SET PROBLEM:
In the article on the Parkway murders book, rewrite everything from "Four days after" down to "leaves and twigs.", putting "covered" in place of "blanketed".

TEXT TO READ:
New book is on Parkway murders

Author researches 1969 case, including Ted Bundy angle, says case could be solved

By ERIC AVEDISSIAN/Sentinel staff

OCEAN CITY — Christian Barth remembered the first time he heard about the two coeds found murdered in the woods along the Garden State Parkway.

He was 12 or 13 vacationing with his parents at the Jersey shore when they drove past mile marker 31.9 on the parkway.

“Did they ever find out who killed those girls?” his mother asked his father. 

For Barth, an attorney originally from Cherry Hill and who currently resides in Connecticut, that small question opened up an interest in a cold case and led him to write a book about it. 

“It stuck in my mind and I was fascinated by that,” Barth said. 

In 1993, he read a Philadelphia Inquirer article by columnist Larry Lewis about Ted Bundy’s confession to a prison psychologist that he murdered the two young women. 

“That’s what started me into doing an investigation into it,” Barth said.

Barth’s book, “The Garden State Parkway Murders: A Cold Case Mystery” published by WildBlue Press, tells the story about the 1969 murders that made national news. 

Susan Davis of Camp Hill, Pa. and Elizabeth Perry of Excelsior, Minn., both 19-year-old students at Monticello Junior College in Godfrey, Ill., visited Ocean City on Memorial Day weekend in 1969. 

The two had left Syben House, their rooming house on Ninth Street in Ocean City, on May 30 early to travel to Davis’ parents’ home and meet them for a trip to Duke University in North Carolina for her brother’s graduation. 

They stopped at the Somers Point Diner, where they shared a booth with three college men. Both women left the diner unaccompanied.

They never made it to their destination.

Hours later, a State Police trooper found Davis’ car, a 1965 light blue Chevrolet convertible, abandoned on the northbound shoulder near mile marker 31.9 of the Garden State Parkway.

The next day, Davis’ parents reported them missing.

On Monday morning, June 2, the families were alerted that the car discovered matched the description from the missing person bulletin. 

Authorities searched the area where the automobile was discovered.  

Four days after they disappeared, the bodies of Davis and Perry were found in thick, secluded woods. Susan’s body was facedown and nude, with stab wounds to her chest and throat, while her clothes were folded neatly beside her. Elizabeth’s body was fully clothed. The bodies were blanketed under leaves and twigs. 

A manhunt began for the person or persons responsible, but the case still remains unsolved more than 50 years later. 

“Once that seed was planted I just took it from there and found out more information. It was a combination of stumbling upon information that was there and then getting on the phone and talking to the people who worked on the case. Sadly, a lot of them have died in the past 10 years,” Barth said.

Wealth of research

Barth spent nine years researching the book. He dug into newspaper archives, interviewed retired New Jersey State Police detectives, law enforcement officials from New Jersey and Pennsylvania, federal agents, witnesses and the victims’ family members. 

Before embarking on nonfiction, he wrote a fictional account of the case, “The Origins of Infamy,” which was published in 2009.

DATASET EXCERPT:
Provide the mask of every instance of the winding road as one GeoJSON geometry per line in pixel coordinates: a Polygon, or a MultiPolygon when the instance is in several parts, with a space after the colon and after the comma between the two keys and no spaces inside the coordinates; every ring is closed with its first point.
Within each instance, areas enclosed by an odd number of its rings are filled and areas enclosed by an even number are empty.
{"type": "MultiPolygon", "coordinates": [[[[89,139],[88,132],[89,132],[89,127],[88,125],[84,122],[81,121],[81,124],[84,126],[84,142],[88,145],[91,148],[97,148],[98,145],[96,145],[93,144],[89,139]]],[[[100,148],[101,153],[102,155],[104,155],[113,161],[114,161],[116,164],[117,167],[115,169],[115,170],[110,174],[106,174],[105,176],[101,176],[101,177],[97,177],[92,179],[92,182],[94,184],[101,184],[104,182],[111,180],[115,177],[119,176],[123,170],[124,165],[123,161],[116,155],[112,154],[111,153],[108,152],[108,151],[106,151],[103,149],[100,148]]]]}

COMPLETED TASK:
Four days after they disappeared, the bodies of Davis and Perry were found in thick, secluded woods. Susan’s body was facedown and nude, with stab wounds to her chest and throat, while her clothes were folded neatly beside her. Elizabeth’s body was fully clothed. The bodies were covered under leaves and twigs.